▶ PROBLEMS AND TASKS:
1) According to the President's Column, in what year did Hadassah open a hospital in Tel Aviv?
2) Which exports does the President's Column give as examples of what Israel now sends abroad?
3) Carry the President's Column about investing in the future past its final paragraph, keeping its voice.

▶ EXTRACT:

------------------------------------------------

Hadassah
President's Column
President’s Column: Investing in the Future
In our complicated world, confusion is often the companion of progress. Every advance in prosperity seems to bring with it new problems. New technology is equipped with built-in distractions. Increased freedom sometimes entails increased noise.
Yet, when we recall what life was like with less technology, prosperity and freedom, there is no question of going back. Our job is not to resist progress but to manage the challenges that come with it.
The Zionist movement is, in addition to an independence program, an operating system for the Jewish people to meet the challenge of a rapidly changing world. Little did the movement’s founders realize that in the coming century the pace of change would increase exponentially.
Nevertheless, modern Israel, better than most nations, surfs the waves of change. Despite its many challenges, it is a resilient society with one of the most robust economies on the globe.
Born of the same Zionist movement, Hadassah is also resilient. Subject to the same economic, demographic and behavioral forces that confront every institution around us, over the course of 100 years we have been creative, adaptive and successful. The obstacles of the moment can seem daunting, but looking at the road we have traveled offers the confidence of perspective.
Seventy-five years ago, within the lifetime of many people living today, Ein Kerem was a sleepy village, a half-day’s journey from Jerusalem if you went the normal way—on foot. Seventy-five years ago, most of what is now Tel Aviv was still desert. As recently as the 1970s, food in Israel was what you ate in someone’s home or in a kibbutz-style cafeteria; consumer goods were what friends and relatives brought in from Europe or America.
Today, Israel is a gourmet destination. There’s no consumer product you can’t find in the stores, and Israel now exports—from fashion to technology to television rights—as much as it imports.
Hadassah opened a hospital in Tel Aviv in 1921, a dozen years after the city’s founding. It was part of a network of more than 130 hospitals, clinics and dispensaries that we built across Palestine. Though we turned most of that infrastructure over to government and municipal authorities after independence, our footprints are still all over Israel’s modern health system—one of the best in the world.

------------------------------------------------

▶ PROVIDED RECORDS:
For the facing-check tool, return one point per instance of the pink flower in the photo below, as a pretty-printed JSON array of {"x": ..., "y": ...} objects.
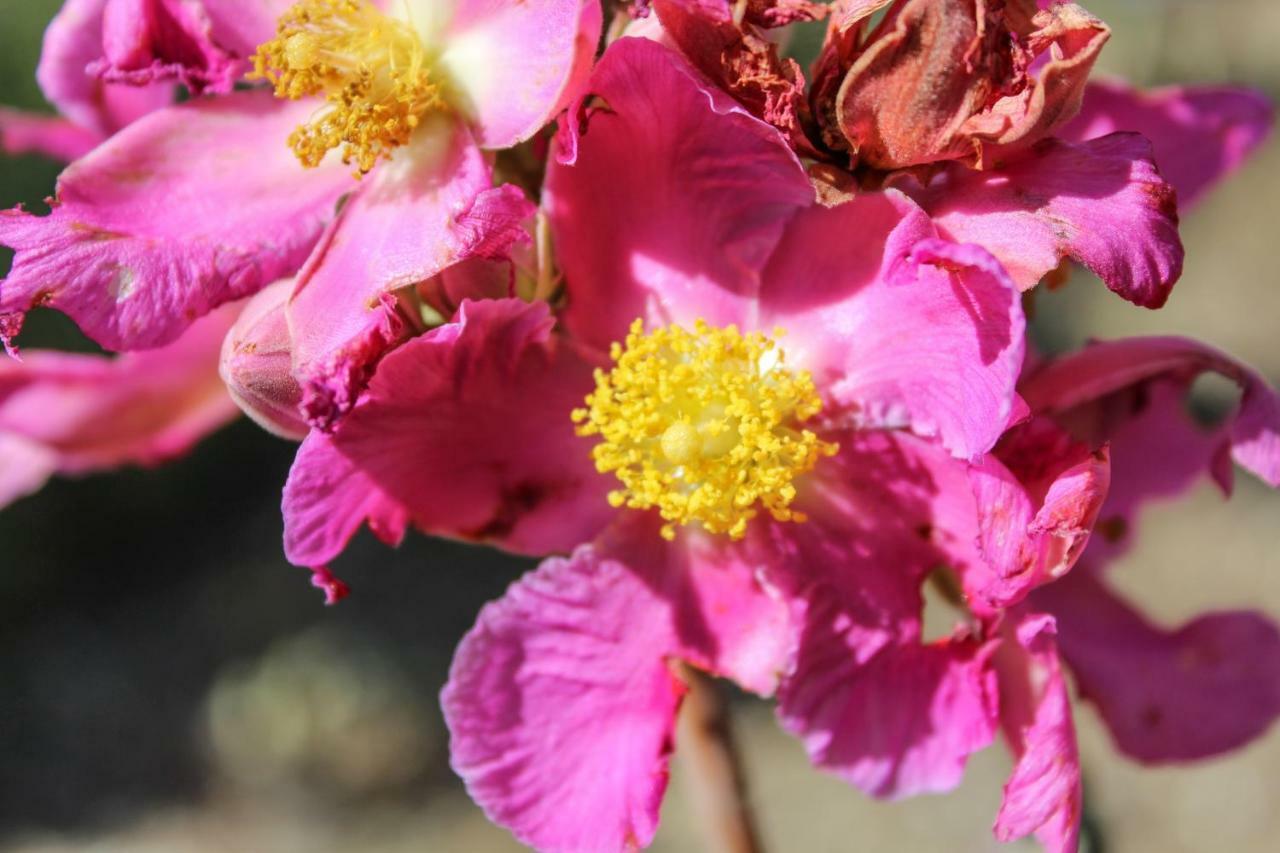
[
  {"x": 562, "y": 699},
  {"x": 204, "y": 203},
  {"x": 993, "y": 89},
  {"x": 78, "y": 414}
]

------------------------------------------------

▶ LIST OF ANSWERS:
1) 1921

2) Fashion, technology and television rights.

3)
As a result of opening our main hospital there in 1961, Ein Kerem is now a thriving Jerusalem neighborhood, a commercial and transportation hub and soon to be a stop on the city’s light-rail system. Rising above our campus is the new Sarah Wetsman Davidson Hospital Tower, the most modern medical facility in Israel.
The world is more crowded and competitive than it was in 1912. We were once the only option for Jewish women who wanted to express support of Israel, interest in health care or a desire to work with like-minded people. Today there are other women’s organizations, other philanthropies that welcome women and other Israeli hospitals that have support movements in America.
Looking at the cold facts, I suppose we lose some people to competing organizations. But looking through the lens of our institutional experience, I can only feel pride. Hadassah played a pivotal role in building the Jewish world—and, to a great extent, the Jewish nation—in which there are so many choices and so much dedication.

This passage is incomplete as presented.